INSTRUCTIONS TO FOLLOW:
Convert every line of the material into a JSON list of strings, one string per line, leaving out any blank lines.

(Object location annotation data)
▼▼▼
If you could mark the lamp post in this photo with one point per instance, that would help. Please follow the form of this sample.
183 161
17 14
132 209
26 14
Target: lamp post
▲▲▲
IN RESPONSE:
[
  "If you could mark the lamp post in this photo with one point per instance, that would help. Please follow the form of this sample.",
  "183 161",
  "17 14",
  "132 209",
  "26 14",
  "Target: lamp post"
]